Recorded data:
+++++

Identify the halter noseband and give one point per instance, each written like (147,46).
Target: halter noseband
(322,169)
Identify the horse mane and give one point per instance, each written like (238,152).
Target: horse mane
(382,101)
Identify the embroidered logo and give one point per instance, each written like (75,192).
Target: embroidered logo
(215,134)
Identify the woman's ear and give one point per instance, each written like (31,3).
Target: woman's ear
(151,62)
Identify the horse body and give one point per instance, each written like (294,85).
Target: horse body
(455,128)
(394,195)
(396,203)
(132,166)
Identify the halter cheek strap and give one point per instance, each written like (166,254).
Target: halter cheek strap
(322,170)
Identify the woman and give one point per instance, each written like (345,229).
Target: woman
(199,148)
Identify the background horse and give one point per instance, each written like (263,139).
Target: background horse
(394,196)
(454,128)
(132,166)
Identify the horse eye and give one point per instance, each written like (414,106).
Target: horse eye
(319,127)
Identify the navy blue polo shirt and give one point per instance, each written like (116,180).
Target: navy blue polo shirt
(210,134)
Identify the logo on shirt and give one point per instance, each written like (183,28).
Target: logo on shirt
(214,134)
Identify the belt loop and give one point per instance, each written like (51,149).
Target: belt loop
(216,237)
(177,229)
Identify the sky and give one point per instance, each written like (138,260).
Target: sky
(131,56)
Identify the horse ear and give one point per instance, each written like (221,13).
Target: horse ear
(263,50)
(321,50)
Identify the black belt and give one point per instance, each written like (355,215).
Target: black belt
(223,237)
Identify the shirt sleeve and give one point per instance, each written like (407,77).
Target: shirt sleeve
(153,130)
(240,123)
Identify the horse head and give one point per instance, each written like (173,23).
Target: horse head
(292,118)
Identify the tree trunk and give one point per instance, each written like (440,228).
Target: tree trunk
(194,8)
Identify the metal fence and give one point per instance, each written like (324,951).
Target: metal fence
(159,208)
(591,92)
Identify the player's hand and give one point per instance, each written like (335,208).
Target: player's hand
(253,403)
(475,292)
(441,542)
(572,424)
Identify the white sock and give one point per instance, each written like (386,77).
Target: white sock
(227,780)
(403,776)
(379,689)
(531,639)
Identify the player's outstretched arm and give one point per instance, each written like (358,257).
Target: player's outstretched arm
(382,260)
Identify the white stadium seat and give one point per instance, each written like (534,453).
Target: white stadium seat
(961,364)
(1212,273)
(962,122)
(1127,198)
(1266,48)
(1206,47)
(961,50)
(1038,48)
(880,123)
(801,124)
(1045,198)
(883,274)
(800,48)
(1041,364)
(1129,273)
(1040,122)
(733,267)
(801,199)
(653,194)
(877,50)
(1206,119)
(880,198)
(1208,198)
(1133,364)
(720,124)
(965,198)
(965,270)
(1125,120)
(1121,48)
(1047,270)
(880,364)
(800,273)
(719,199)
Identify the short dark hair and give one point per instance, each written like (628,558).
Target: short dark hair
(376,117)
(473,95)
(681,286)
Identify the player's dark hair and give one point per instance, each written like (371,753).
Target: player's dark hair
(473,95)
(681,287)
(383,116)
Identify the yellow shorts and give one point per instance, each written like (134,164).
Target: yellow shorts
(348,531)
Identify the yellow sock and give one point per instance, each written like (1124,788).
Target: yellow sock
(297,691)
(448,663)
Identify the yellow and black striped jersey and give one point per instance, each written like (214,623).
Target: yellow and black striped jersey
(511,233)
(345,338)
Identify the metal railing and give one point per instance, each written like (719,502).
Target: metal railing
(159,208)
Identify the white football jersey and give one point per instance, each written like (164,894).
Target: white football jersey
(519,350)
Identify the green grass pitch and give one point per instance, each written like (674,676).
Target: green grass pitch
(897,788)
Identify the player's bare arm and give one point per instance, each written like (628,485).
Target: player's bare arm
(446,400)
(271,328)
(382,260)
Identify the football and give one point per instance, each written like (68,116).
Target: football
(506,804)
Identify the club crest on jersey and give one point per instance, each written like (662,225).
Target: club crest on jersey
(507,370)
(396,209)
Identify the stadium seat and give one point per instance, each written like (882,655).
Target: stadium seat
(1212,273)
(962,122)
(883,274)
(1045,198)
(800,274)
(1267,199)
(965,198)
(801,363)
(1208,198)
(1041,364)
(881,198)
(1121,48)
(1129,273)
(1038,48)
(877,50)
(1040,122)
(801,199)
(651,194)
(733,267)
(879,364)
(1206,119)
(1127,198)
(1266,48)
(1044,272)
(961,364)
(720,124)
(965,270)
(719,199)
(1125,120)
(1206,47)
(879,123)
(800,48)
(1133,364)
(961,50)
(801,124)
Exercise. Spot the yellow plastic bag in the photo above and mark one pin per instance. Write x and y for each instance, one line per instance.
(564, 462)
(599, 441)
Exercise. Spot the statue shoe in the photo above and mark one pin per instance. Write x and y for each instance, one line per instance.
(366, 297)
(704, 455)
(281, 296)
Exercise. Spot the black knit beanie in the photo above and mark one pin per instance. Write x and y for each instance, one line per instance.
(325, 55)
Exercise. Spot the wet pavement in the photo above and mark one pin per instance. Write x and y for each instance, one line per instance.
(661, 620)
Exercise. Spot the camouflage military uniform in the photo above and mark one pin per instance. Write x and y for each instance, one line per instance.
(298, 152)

+++++

**WORK TO COMPLETE**: Your task is to retype the records above exactly.

**RESPONSE TO THE EXERCISE**:
Identify the halter noseband and give one point per instance, each written like (147,46).
Target: halter noseband
(322,169)
Identify the horse mane and give one point per instance, each written like (238,152).
Target: horse mane
(382,101)
Identify the embroidered logo and give one point per instance, each written like (75,192).
Target: embroidered logo
(215,134)
Identify the woman's ear and give one point per instance, each written like (31,3).
Target: woman's ear
(151,62)
Identify the horse body and give one point per instance, each written like (294,85).
Target: horse body
(455,128)
(394,195)
(396,203)
(132,166)
Identify the halter cheek strap and give one point per instance, each written like (166,254).
Target: halter cheek strap
(322,170)
Identify the woman and give one point per instance, each written like (345,229).
Target: woman
(199,148)
Identify the background horse and give one point per instance, each written like (263,139).
Target: background horse
(394,196)
(454,128)
(132,166)
Identify the horse eye and give one point per instance, each written like (414,106).
Target: horse eye
(319,127)
Identify the navy blue polo shirt and give one point per instance, each written like (116,180).
Target: navy blue polo shirt
(210,134)
Identify the logo on shirt and give one point per instance, each written like (183,28).
Target: logo on shirt
(214,134)
Identify the belt loop and give one point per instance, each written like (51,149).
Target: belt loop
(216,237)
(177,229)
Identify the sky and give one point per instance, each written like (138,260).
Target: sky
(131,56)
Identify the horse ear and give one point per instance, each written like (221,13).
Target: horse ear
(263,50)
(321,50)
Identify the black belt and give one point per instance, each written like (355,215).
Target: black belt
(223,237)
Identify the shirt sleeve and give one point per instance, each written like (407,77).
Target: shirt sleeve
(153,130)
(240,123)
Identify the horse head and give one point per instance, each written like (173,23).
Target: horse head
(292,118)
Identify the tree trunk and give one point per instance, each written like (440,228).
Target: tree trunk
(194,8)
Identify the metal fence and give one point per instance, each written like (324,951).
Target: metal fence
(159,208)
(591,92)
Identify the player's hand and give one point per instance, each written like (335,208).
Target: player's hand
(253,403)
(475,292)
(441,542)
(572,424)
Identify the white sock and give one point per instance, each written like (386,77).
Target: white sock
(227,780)
(403,776)
(379,689)
(531,639)
Identify the player's outstretched arm and give one point per instance, each written like (358,257).
Target: player's outstretched arm
(382,260)
Identify the white stadium seat and give one point per instance, each written like (534,453).
Target: white stadium seat
(961,364)
(1212,273)
(962,122)
(1127,198)
(1266,48)
(1206,47)
(961,50)
(1038,48)
(880,123)
(801,124)
(1045,198)
(883,274)
(800,48)
(1041,364)
(1129,273)
(1040,122)
(733,267)
(801,199)
(653,194)
(877,50)
(1206,119)
(880,198)
(1208,198)
(1133,364)
(720,124)
(965,198)
(965,270)
(1125,120)
(1121,48)
(1047,270)
(880,364)
(800,273)
(719,199)
Identify the short dark hair and give one point per instance, each written like (628,558).
Target: short dark hair
(376,117)
(473,95)
(681,286)
Identify the player's dark hair and give one point per instance, each written like (371,753).
Target: player's dark hair
(473,95)
(681,287)
(383,116)
Identify the yellow shorts and give one point per instance, each written like (134,164).
Target: yellow shorts
(348,531)
Identify the yellow sock and give one point per instance, each written like (1124,788).
Target: yellow sock
(297,691)
(448,663)
Identify the yellow and black striped jersey and give one point per instance, each written like (214,623).
Target: yellow and black striped jersey
(511,233)
(345,338)
Identify the metal railing and give one point per instance, each written like (719,502).
Target: metal railing
(159,208)
Identify the white football jersey and give one point per instance, each written like (164,894).
Target: white football jersey
(519,350)
Identify the green grass pitch and give one point per instance, each written like (674,676).
Target: green grass pitch
(897,788)
Identify the player's bare arm and give one point per instance, each written like (628,485).
Target: player's bare arm
(446,400)
(271,328)
(382,260)
Identify the football and give one point per instance, each written like (68,116).
Target: football
(506,804)
Identify the club crest on jersey and give one point per instance, each written like (662,225).
Target: club crest on jersey
(507,370)
(396,209)
Identify the stadium seat and give one point per instance, each written like (882,655).
Target: stadium seat
(1212,273)
(962,122)
(883,274)
(1045,198)
(800,274)
(1267,199)
(965,198)
(801,363)
(1208,198)
(1041,364)
(881,198)
(1121,48)
(1129,273)
(1038,48)
(877,50)
(1040,122)
(801,199)
(651,194)
(733,267)
(879,364)
(1206,119)
(1127,198)
(1266,48)
(1044,272)
(961,364)
(720,124)
(965,270)
(719,199)
(1125,120)
(1206,47)
(879,123)
(800,48)
(1133,364)
(961,50)
(801,124)
Exercise. Spot the yellow plastic bag in the photo above and mark one pin per instance. Write x and y for each instance, one line per instance.
(564, 462)
(599, 441)
Exercise. Spot the statue shoe in the photo above and mark one pin per instance. Write x and y for each instance, one line per instance.
(366, 297)
(704, 455)
(281, 296)
Exercise. Spot the black knit beanie in the photo above and mark one pin per instance. Write x and y for each instance, one line per instance.
(325, 55)
Exercise. Spot the wet pavement in the photo above and mark one pin per instance. Write x and y for each instance, one line per instance.
(661, 620)
Exercise. Spot the camouflage military uniform in the photo above and mark one pin per instance. Write x and y for each instance, one line per instance.
(298, 152)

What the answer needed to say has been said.